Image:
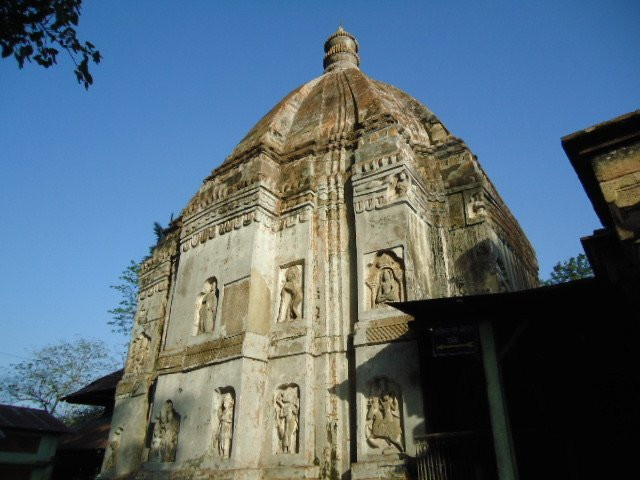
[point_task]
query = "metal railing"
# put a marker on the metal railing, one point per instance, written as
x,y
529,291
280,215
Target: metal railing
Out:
x,y
455,456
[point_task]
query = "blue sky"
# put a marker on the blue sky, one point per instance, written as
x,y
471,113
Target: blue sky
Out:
x,y
83,175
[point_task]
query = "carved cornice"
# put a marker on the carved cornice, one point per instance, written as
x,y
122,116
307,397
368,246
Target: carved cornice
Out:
x,y
201,354
387,329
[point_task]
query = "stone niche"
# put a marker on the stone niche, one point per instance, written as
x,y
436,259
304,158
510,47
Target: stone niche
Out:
x,y
207,307
223,421
138,354
286,404
164,441
235,306
383,417
384,278
290,299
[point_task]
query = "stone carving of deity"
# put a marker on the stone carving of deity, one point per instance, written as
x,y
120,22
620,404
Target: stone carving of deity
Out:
x,y
383,429
224,431
112,453
208,306
291,295
388,287
165,434
385,279
403,183
138,355
287,407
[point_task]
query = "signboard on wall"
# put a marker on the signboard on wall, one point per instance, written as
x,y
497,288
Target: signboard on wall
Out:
x,y
455,340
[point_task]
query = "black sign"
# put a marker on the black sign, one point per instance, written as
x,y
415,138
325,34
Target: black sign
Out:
x,y
455,340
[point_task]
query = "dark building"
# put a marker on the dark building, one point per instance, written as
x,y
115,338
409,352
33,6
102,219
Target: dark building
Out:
x,y
80,455
28,440
544,383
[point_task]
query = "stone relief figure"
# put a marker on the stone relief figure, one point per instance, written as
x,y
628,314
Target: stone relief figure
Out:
x,y
142,314
402,183
224,402
291,295
208,306
388,287
385,279
287,409
383,429
476,206
138,354
165,435
111,460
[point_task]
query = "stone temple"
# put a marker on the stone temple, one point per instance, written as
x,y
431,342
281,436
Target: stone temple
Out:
x,y
264,345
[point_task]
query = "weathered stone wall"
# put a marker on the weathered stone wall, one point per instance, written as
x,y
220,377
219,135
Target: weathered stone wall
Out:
x,y
264,346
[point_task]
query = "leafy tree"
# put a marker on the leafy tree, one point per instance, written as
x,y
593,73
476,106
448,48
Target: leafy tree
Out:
x,y
573,269
38,29
124,314
54,371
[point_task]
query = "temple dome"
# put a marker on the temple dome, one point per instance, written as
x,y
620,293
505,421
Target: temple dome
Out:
x,y
336,106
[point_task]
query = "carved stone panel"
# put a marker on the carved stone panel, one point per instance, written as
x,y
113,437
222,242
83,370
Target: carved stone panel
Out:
x,y
383,430
291,294
385,278
287,418
164,441
224,400
111,455
138,354
235,304
207,306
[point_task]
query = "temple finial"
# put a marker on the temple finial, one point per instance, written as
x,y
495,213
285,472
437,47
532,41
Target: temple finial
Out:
x,y
341,50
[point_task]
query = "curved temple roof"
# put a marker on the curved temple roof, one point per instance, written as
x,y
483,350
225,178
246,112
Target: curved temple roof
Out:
x,y
336,104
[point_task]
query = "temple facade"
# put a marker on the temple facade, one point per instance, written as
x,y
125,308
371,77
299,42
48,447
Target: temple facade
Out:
x,y
264,344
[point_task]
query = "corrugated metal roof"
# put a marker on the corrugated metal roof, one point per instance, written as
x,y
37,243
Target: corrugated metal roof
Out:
x,y
99,392
25,418
90,436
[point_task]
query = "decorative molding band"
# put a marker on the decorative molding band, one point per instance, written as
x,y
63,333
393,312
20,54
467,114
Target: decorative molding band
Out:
x,y
201,354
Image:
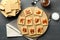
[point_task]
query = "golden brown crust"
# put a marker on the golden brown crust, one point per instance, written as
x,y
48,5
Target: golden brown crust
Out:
x,y
35,27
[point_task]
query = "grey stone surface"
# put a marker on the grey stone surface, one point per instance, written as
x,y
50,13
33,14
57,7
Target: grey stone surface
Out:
x,y
53,32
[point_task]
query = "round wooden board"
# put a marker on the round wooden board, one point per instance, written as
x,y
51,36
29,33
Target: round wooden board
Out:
x,y
43,16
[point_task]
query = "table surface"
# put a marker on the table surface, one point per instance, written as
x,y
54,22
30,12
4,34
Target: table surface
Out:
x,y
53,32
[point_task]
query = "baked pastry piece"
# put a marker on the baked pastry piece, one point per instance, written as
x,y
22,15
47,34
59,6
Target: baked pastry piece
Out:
x,y
9,7
36,20
44,21
24,30
39,29
27,12
21,20
29,20
38,12
31,30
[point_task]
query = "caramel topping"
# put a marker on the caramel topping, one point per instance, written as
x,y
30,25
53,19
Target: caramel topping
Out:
x,y
22,20
32,31
36,20
40,30
38,12
24,30
45,21
28,21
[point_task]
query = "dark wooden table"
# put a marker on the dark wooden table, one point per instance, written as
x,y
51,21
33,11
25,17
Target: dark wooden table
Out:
x,y
53,32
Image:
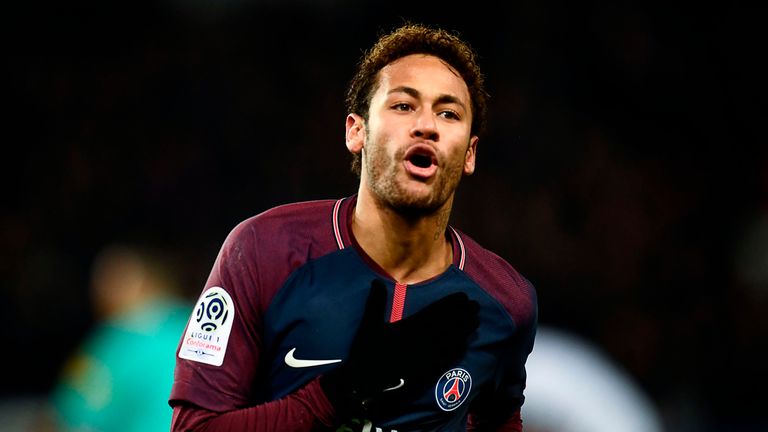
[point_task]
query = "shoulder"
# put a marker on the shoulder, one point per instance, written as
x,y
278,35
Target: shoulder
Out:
x,y
308,219
500,280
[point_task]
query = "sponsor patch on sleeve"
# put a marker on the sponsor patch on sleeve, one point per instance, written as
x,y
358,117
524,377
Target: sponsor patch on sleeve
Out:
x,y
209,326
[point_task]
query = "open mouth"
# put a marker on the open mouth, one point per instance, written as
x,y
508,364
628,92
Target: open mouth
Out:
x,y
421,160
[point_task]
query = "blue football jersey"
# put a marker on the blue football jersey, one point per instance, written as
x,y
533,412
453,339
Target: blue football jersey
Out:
x,y
285,298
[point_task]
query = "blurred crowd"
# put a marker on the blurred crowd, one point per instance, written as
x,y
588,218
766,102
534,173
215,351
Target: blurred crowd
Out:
x,y
624,171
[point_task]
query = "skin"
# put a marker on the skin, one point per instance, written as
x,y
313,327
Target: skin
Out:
x,y
421,106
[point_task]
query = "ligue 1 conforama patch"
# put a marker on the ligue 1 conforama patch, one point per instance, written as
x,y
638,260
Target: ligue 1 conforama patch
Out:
x,y
209,326
453,388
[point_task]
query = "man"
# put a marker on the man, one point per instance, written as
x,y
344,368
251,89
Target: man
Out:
x,y
370,312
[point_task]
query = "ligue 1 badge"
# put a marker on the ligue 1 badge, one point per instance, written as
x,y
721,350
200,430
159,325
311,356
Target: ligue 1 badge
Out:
x,y
209,327
453,388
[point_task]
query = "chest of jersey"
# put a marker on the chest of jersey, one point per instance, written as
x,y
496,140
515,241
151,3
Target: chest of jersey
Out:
x,y
312,320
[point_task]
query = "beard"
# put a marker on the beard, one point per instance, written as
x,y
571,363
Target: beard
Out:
x,y
385,176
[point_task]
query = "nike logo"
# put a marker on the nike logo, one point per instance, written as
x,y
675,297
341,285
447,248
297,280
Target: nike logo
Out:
x,y
292,361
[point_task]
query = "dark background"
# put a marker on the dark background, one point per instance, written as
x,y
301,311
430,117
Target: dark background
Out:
x,y
624,164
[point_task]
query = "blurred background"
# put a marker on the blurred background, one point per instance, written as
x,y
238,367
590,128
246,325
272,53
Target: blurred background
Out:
x,y
624,171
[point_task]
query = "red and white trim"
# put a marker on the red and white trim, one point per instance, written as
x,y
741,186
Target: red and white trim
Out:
x,y
336,229
462,252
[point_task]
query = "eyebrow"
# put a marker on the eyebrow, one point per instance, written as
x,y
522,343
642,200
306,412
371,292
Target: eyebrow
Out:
x,y
442,99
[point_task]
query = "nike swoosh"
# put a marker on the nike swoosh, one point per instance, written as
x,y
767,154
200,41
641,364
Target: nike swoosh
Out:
x,y
402,383
292,361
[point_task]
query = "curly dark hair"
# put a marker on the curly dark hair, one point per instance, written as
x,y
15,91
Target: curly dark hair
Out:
x,y
416,39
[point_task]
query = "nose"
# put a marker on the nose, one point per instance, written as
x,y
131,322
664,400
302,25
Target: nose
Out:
x,y
425,126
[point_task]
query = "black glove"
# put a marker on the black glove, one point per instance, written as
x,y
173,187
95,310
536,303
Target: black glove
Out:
x,y
402,358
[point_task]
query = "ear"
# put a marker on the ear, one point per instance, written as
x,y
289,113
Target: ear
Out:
x,y
469,158
355,133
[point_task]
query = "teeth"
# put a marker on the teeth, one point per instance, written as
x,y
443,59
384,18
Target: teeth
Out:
x,y
421,161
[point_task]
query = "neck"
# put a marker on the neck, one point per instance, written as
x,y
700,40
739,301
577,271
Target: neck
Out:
x,y
409,247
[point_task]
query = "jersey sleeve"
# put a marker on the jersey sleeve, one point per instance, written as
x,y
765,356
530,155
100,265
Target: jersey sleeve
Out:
x,y
220,351
500,409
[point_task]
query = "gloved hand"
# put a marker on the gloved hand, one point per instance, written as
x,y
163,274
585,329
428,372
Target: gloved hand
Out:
x,y
415,349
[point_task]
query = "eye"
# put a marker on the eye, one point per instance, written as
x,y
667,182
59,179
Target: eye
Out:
x,y
402,106
450,115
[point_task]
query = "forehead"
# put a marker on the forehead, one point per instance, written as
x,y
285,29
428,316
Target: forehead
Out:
x,y
428,74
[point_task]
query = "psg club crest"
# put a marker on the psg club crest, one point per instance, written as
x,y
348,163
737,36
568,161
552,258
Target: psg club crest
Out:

WORK REQUIRED. Tally the lines above that contain the string "white" with matching case, and reply with only that number.

OUTPUT OF THE TASK. 3